• Dataset records:
::::

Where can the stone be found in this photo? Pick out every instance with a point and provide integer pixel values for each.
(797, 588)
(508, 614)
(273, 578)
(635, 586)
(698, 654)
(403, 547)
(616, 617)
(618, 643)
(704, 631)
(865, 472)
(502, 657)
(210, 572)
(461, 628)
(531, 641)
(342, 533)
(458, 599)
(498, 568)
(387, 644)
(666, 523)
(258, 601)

::::

Copy the records above word for word, keeping every line as it appears.

Where can the stone be found in this photo? Pick out every instance with a point and provide integer pixel values for each.
(797, 588)
(508, 614)
(273, 578)
(635, 586)
(698, 654)
(403, 547)
(616, 617)
(618, 643)
(704, 631)
(865, 472)
(502, 657)
(210, 572)
(461, 628)
(531, 641)
(342, 533)
(458, 599)
(498, 568)
(387, 644)
(666, 523)
(258, 601)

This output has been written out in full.